→ YOUR OBJECTIVE: Pull out each line of the items below that contains the word "spruce". Copy those lines unchanged, one per line.

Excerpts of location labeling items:
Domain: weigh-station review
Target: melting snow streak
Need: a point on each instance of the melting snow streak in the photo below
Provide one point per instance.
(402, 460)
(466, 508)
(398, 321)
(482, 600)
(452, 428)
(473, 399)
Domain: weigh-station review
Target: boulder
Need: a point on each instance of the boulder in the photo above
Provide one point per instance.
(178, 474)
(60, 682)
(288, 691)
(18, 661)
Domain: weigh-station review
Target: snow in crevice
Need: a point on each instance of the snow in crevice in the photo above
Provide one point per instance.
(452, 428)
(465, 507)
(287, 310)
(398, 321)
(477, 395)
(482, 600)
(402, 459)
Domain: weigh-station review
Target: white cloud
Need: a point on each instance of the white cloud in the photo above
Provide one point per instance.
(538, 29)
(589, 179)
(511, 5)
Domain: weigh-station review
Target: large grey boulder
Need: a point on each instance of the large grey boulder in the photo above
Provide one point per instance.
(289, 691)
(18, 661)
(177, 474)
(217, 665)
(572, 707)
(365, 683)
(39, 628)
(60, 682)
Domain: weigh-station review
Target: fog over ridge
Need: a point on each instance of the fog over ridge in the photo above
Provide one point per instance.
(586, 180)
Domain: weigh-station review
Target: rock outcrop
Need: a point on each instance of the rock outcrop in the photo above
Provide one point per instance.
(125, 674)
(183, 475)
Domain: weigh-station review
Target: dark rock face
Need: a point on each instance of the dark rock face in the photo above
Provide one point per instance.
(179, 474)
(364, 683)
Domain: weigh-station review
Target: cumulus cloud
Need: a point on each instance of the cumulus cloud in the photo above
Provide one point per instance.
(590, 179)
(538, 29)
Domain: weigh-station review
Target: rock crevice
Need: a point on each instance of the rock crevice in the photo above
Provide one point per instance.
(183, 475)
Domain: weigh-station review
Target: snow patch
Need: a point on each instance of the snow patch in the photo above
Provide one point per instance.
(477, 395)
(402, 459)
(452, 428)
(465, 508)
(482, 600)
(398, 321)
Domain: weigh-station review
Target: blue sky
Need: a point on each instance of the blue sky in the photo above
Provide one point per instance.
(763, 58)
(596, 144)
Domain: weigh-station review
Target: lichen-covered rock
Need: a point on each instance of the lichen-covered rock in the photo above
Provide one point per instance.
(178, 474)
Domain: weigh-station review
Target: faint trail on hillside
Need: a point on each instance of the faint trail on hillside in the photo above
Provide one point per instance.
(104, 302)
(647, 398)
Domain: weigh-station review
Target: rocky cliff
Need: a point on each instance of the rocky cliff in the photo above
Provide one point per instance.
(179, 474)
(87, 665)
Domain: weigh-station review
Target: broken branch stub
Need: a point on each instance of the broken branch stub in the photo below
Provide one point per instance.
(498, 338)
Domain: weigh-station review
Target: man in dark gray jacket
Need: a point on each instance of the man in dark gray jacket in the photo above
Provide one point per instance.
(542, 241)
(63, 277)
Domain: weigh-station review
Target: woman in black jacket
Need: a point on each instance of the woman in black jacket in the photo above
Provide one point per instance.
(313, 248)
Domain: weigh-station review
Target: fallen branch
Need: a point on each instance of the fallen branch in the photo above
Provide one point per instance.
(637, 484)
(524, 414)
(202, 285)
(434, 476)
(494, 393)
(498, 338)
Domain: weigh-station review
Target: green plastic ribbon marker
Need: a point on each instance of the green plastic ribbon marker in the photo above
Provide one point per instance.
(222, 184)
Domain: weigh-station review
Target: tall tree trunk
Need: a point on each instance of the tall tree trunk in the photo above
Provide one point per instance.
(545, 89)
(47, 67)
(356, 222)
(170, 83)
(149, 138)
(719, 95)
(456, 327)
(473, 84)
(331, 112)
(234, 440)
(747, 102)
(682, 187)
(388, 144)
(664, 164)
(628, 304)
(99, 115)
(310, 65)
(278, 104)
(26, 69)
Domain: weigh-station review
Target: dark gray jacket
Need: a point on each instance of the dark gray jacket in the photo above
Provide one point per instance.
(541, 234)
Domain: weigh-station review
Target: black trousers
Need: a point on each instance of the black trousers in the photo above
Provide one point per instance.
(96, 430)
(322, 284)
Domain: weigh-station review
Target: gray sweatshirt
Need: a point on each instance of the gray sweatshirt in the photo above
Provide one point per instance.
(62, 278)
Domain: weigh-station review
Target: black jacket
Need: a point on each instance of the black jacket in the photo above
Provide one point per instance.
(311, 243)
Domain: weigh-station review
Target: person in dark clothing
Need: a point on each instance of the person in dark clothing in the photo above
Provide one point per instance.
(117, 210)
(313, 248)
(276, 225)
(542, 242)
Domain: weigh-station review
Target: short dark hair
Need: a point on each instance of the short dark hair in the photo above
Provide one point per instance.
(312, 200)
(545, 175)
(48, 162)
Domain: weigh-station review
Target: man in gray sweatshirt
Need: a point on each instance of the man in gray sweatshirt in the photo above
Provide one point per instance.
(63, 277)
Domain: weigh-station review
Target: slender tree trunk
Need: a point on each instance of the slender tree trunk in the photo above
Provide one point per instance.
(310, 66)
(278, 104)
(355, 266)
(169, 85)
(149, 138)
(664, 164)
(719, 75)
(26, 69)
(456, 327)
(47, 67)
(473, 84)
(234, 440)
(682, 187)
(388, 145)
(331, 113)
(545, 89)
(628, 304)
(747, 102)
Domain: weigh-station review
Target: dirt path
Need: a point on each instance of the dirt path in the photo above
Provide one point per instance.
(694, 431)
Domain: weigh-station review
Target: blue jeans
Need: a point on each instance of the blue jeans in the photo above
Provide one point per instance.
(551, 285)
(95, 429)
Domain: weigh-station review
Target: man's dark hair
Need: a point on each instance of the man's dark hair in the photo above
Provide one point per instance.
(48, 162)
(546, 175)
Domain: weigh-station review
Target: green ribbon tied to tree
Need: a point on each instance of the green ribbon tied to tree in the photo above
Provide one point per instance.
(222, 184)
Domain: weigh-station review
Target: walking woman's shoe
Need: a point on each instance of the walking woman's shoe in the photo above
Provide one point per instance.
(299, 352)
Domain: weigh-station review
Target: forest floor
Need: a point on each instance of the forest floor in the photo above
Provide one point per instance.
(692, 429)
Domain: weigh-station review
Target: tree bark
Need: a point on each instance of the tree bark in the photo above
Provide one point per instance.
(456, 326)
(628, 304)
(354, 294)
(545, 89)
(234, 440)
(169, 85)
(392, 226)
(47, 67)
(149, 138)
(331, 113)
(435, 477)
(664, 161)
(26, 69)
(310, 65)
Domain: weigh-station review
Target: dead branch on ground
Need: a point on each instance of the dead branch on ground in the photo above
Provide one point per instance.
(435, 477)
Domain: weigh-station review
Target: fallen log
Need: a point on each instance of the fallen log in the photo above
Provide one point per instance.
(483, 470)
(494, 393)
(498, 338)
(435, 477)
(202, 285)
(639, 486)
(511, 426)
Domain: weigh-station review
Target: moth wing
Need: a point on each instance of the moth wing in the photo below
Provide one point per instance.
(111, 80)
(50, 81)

==

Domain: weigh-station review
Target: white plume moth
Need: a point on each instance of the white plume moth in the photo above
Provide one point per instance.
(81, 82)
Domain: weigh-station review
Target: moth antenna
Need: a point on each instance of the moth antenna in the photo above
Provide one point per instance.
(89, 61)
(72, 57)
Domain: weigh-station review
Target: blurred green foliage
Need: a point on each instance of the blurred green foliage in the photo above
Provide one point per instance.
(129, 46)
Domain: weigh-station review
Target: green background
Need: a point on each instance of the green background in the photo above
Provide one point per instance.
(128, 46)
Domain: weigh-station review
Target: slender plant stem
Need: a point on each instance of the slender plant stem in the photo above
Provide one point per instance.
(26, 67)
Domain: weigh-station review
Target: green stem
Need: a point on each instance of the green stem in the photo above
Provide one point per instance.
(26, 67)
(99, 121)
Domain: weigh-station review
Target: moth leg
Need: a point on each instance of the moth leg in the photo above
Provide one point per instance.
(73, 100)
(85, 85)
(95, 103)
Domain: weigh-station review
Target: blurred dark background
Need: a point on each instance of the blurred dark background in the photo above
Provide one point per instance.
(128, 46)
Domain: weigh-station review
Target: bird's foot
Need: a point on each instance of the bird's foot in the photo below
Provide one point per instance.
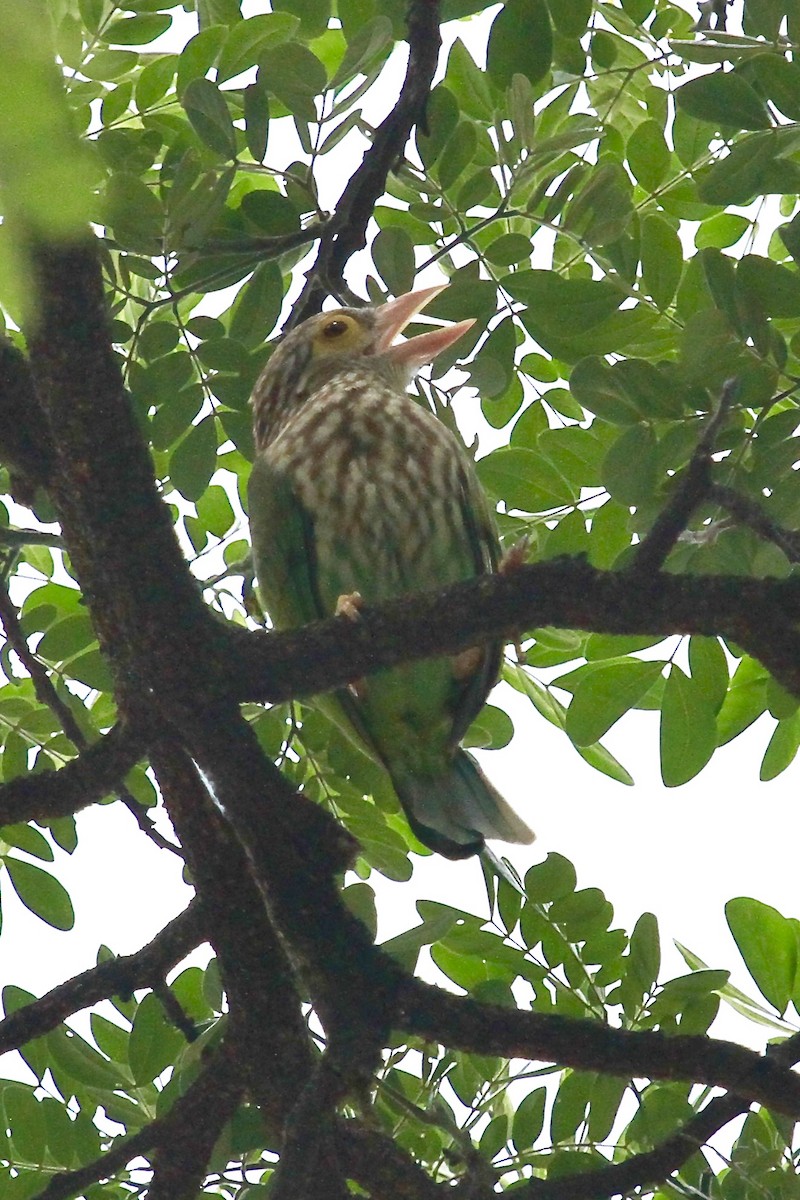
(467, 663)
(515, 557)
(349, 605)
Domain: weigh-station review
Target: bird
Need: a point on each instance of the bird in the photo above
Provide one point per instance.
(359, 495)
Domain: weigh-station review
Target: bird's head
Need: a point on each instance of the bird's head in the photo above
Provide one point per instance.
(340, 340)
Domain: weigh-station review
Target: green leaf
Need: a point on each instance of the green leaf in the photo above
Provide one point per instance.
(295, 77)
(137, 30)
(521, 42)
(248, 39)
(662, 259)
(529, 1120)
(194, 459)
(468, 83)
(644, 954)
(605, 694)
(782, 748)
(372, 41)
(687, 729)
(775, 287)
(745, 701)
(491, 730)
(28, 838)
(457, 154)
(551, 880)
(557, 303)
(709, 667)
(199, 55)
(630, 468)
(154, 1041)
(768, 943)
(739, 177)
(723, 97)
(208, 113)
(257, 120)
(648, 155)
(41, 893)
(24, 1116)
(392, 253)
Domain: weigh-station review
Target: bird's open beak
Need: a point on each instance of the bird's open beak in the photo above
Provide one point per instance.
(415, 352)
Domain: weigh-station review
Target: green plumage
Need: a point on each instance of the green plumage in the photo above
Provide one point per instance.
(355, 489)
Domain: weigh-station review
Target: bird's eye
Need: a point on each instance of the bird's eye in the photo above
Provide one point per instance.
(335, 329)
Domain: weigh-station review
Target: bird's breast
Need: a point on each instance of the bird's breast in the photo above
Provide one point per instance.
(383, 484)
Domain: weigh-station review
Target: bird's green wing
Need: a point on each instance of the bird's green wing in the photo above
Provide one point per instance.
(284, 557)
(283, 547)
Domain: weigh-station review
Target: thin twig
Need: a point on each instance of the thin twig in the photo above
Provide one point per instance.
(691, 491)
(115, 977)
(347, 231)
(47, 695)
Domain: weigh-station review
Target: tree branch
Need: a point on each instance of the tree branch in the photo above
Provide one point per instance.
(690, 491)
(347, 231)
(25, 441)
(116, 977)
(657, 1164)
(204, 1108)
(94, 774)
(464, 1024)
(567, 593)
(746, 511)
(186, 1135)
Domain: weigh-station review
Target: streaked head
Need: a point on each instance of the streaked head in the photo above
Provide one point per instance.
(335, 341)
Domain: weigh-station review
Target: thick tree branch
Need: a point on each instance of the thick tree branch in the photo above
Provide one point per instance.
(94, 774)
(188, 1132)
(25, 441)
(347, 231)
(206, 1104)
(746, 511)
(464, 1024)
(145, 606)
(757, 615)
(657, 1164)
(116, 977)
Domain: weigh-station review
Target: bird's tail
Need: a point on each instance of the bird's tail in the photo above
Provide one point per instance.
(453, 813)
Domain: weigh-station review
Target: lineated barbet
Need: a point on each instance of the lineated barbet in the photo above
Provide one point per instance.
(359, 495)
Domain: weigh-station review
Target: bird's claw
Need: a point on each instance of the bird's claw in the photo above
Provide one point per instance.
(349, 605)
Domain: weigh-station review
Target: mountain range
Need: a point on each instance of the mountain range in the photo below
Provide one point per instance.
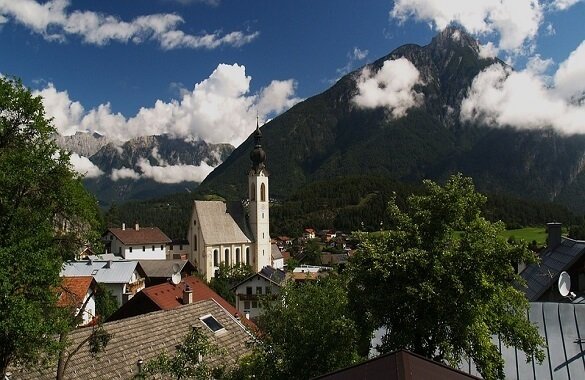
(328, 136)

* * *

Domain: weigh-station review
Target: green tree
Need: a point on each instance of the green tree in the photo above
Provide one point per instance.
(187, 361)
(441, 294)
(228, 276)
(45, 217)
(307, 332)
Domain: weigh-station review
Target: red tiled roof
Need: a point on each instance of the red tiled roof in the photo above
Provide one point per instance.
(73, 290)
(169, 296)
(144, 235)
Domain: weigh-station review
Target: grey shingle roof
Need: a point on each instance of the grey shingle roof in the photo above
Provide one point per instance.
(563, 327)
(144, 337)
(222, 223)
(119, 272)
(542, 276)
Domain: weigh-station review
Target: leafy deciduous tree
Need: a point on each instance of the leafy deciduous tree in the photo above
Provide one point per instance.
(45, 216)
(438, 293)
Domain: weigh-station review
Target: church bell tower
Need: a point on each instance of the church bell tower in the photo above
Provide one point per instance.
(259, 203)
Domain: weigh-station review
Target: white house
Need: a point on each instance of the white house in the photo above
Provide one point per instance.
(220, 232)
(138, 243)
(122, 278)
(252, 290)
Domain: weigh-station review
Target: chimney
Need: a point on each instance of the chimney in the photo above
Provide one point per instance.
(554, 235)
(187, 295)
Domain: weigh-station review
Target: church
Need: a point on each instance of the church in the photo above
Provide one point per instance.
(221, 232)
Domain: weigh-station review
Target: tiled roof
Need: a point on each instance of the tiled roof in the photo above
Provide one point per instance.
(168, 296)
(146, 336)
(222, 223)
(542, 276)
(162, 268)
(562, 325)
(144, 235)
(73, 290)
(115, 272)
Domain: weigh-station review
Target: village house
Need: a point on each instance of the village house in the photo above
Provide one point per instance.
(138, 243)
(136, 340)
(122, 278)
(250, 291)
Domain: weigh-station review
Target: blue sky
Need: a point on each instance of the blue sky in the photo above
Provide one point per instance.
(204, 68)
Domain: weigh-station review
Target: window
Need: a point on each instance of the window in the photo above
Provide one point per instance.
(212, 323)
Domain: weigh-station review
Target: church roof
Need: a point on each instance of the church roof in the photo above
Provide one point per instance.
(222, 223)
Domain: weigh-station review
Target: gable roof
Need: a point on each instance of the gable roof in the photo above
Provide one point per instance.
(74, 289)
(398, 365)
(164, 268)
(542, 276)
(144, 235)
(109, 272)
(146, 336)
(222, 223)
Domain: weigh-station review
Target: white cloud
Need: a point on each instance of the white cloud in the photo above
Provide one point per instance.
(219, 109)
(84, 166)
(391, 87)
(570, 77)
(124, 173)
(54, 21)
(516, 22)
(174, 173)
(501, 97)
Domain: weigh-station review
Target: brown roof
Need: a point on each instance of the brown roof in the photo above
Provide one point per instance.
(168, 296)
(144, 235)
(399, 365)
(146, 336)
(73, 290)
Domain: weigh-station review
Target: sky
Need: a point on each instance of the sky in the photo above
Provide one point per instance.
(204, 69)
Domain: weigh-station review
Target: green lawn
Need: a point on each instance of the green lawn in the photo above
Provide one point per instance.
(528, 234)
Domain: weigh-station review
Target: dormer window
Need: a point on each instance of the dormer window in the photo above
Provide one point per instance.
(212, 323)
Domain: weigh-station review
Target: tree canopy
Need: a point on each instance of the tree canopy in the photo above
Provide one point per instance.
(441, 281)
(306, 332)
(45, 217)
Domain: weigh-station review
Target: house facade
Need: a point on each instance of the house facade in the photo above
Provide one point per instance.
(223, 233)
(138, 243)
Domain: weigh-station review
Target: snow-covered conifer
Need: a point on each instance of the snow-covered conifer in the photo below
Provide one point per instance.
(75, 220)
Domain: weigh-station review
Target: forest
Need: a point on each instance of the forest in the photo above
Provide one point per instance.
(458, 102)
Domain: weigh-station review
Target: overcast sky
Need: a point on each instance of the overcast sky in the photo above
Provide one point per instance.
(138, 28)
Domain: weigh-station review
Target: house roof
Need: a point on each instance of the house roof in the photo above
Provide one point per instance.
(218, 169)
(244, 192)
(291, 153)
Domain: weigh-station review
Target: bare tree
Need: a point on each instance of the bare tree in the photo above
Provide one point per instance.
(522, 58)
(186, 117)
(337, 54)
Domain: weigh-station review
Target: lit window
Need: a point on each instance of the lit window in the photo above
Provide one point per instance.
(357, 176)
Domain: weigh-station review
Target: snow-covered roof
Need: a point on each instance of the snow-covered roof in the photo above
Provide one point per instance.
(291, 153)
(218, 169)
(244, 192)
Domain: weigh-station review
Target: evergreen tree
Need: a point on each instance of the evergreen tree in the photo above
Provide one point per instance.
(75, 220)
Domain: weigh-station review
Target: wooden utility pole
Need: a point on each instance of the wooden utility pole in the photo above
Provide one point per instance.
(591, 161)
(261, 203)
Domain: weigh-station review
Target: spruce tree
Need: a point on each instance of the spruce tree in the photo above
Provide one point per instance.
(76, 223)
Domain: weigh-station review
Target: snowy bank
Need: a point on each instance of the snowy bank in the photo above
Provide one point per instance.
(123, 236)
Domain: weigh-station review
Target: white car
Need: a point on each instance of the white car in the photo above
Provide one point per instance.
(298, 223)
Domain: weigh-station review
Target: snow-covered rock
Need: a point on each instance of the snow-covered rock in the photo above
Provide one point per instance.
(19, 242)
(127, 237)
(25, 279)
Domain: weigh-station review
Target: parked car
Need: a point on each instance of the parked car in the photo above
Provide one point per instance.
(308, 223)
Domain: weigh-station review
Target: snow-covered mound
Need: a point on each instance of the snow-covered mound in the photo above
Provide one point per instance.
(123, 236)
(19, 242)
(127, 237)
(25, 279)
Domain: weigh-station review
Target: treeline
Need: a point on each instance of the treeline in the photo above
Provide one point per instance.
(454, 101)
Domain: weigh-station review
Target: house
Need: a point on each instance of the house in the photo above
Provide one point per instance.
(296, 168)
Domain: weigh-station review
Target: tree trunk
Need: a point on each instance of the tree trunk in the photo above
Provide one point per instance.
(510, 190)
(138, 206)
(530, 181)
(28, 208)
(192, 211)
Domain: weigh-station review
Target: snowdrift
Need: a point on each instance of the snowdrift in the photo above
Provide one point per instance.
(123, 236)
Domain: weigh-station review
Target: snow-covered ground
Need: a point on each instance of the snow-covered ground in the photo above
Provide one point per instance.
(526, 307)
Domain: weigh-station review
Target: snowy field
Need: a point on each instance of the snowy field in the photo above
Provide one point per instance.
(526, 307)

→ RESPONSE TO THE TASK:
Target: spruce tree
Need: a point on each instance of the spruce tree in the photo above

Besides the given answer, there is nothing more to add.